▶ **GIVEN TASK**: Please give the listing again, word for word, with nothing left out.

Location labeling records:
::::
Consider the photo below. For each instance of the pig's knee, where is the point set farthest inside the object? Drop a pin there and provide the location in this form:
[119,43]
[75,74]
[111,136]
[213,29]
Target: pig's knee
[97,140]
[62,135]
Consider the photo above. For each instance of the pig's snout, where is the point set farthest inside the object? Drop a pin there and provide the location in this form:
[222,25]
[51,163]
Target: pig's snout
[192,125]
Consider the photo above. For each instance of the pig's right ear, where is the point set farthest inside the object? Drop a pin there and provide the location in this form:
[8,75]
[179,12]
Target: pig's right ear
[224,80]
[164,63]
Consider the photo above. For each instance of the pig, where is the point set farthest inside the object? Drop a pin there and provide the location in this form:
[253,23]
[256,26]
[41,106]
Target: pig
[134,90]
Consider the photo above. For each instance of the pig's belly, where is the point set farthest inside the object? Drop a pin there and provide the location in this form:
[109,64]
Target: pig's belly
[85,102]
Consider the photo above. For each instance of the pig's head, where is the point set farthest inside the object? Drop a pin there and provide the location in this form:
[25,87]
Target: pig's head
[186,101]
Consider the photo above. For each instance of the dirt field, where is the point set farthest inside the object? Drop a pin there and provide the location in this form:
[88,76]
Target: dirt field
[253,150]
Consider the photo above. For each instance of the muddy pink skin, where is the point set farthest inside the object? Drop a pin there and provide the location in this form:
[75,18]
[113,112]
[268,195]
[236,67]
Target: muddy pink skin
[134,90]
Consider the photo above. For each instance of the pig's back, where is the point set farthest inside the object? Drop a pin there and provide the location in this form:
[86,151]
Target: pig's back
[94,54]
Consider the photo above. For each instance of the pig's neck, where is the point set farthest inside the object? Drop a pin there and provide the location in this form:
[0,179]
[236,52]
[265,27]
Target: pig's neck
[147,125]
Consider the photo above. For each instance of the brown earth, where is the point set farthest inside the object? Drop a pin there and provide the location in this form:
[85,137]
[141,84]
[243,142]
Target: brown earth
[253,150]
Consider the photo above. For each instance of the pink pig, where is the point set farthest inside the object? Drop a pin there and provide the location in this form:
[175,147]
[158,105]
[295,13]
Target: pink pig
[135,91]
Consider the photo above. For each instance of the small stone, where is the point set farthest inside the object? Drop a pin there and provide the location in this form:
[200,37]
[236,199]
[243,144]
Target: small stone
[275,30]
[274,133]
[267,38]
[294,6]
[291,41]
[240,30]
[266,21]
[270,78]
::::
▶ **WRITTEN ANSWER**:
Consider the photo below. For each instance of the pig's knee, where is the point set farthest inside the object? Drop a pin there and provide the location in this form:
[119,43]
[75,74]
[111,136]
[213,29]
Target: pig's knee
[97,140]
[62,135]
Consider the photo above. For each instance of the pig's snout, where is the point set farthest inside the object? Drop a pin there and provide the location in this form:
[222,25]
[51,163]
Target: pig's snout
[192,125]
Consider the photo above. For each instance of the pig's right ear, where is the point set farthest inside the object? Drop a pin there and provide the location in this form:
[8,75]
[179,12]
Target: pig's right ear
[224,80]
[164,63]
Consider the photo above. For each instance of the pig, where is the point set farthest inside the object? Drop a pin there and provide the location in this form:
[253,23]
[256,26]
[41,106]
Target: pig
[134,90]
Consider the photo above. For each instance of the pig's belly, where is the point set farthest inside the object? Drop a pin there and provide the location in this form:
[109,64]
Target: pig's belly
[85,102]
Consider the photo above. For each instance of the pig's head, where is the point set farthest inside the object? Drop a pin there and provide the location in this form:
[25,87]
Target: pig's head
[186,101]
Consider the photo above. For each instance of the dirt field, where is the point set farthest inside the object? Drop a pin there and provide the location in this form:
[88,76]
Target: dirt field
[253,150]
Consider the photo above. For each instance of the muddy pink skin, where is the point set farthest inside the object? Drop a pin there and provide the location in this form:
[75,18]
[113,112]
[268,195]
[236,67]
Target: muddy pink skin
[134,90]
Consider the photo above. For each instance of the pig's back, where is the point set farthest inside the object? Drop a pin there and provide the location in this form:
[86,151]
Target: pig's back
[94,54]
Consider the photo above. For each instance of the pig's neck, where is the point set farthest inside the object? Drop a pin there and provide the location in this form:
[0,179]
[236,52]
[265,27]
Target: pig's neck
[147,125]
Consider the photo above. For each instance of the brown earth, where is the point set farthest inside the object? Drop a pin there and provide the location in this form:
[85,137]
[141,84]
[243,142]
Target: brown earth
[253,150]
Consider the photo above. For each instance of the pink pig, where is the point set farthest inside the object? Drop a pin there and provide the location in this form:
[175,147]
[158,105]
[295,13]
Target: pink pig
[135,91]
Consider the photo above. For each instance of the small stone, where is the point set farthest inside the object? Drop a pin there and provide the location in this form:
[200,37]
[236,199]
[243,144]
Target: small stone
[275,30]
[274,133]
[267,38]
[294,6]
[291,41]
[240,30]
[266,21]
[270,78]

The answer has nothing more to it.